Google’s QUIC protocol: moving the web from TCP to UDP

cm3 · on Aug 1, 2016

If you're looking for a proven protocol that's better suited to transferring vast amounts of data across the globe, while being based on UDP, and you have been using rsync or bittorrent, here's something that's less known but offers a good speed advantage: https://en.wikipedia.org/wiki/UDP-based_Data_Transfer_Protoc...

Please don't complain about Sourceforge, UDT is an old project: http://udt.sourceforge.net/

And here's their distributed filesystem built on top of UDT: http://sector.sourceforge.net/

Edit: Protocol-level security is being worked on for UDT5, but in the meantime there's a Rust-based experimental attempt at replacing SCP with UDT-based solution: https://github.com/mcginty/shoop

_asummers · on Aug 1, 2016

Re: SourceForge, my understanding is that the previous owners sold SF in the past few months. The new owners have apparently taken down the malware and are working to try and restore it to its former name, despite the large incline of that hill.

https://www.reddit.com/r/sysadmin/comments/4n3e1s/the_state_...

cm3 · on Aug 1, 2016

Given that gforge is a fork of the original sourceforge code, it's probably possible to host a mirror to not repeat the loss of projects as happened with Google Code. There's just too much abandoned code on there, and most of it is still valuable. And even stuff not useful today is still valuable for archival purposes. Is there already a neocities like attempt at doing that?

Scaevolus · on Aug 1, 2016

I found UDT-rsync (the only file copying program that seems to incorporate it) to reliably segfault on files >1GB.

» Given task 1: Find every line in the records below that contains the string "airlines", matching case exactly, and copy each of those lines.

» Records for the task:
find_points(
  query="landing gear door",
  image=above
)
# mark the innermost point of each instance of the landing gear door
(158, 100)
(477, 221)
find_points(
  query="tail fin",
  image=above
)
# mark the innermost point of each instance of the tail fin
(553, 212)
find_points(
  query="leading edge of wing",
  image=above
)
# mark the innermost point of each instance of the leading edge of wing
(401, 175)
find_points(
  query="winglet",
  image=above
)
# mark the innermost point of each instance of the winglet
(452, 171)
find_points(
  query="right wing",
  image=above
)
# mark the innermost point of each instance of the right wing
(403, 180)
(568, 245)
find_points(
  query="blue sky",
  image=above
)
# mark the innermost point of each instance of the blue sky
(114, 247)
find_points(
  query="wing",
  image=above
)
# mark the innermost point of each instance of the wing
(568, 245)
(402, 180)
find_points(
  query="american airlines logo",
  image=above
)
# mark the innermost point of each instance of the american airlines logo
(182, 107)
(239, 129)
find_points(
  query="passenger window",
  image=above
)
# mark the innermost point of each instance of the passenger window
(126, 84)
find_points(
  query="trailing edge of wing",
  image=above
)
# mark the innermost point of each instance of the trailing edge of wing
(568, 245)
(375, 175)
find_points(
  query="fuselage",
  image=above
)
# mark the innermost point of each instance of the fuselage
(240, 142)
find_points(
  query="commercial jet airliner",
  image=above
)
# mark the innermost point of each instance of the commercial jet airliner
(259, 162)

» Given task 2: Please reproduce the passage of the QUIC thread above word for word, starting at "Edit: Protocol-level security" and ending at "of that hill.".

» Written reply 1:
  query="american airlines logo",
# mark the innermost point of each instance of the american airlines logo

» Written reply 2:
Edit: Protocol-level security is being worked on for UDT5, but in the meantime there's a Rust-based experimental attempt at replacing SCP with UDT-based solution: https://github.com/mcginty/shoop

_asummers · on Aug 1, 2016

Re: SourceForge, my understanding is that the previous owners sold SF in the past few months. The new owners have apparently taken down the malware and are working to try and restore it to its former name, despite the large incline of that hill.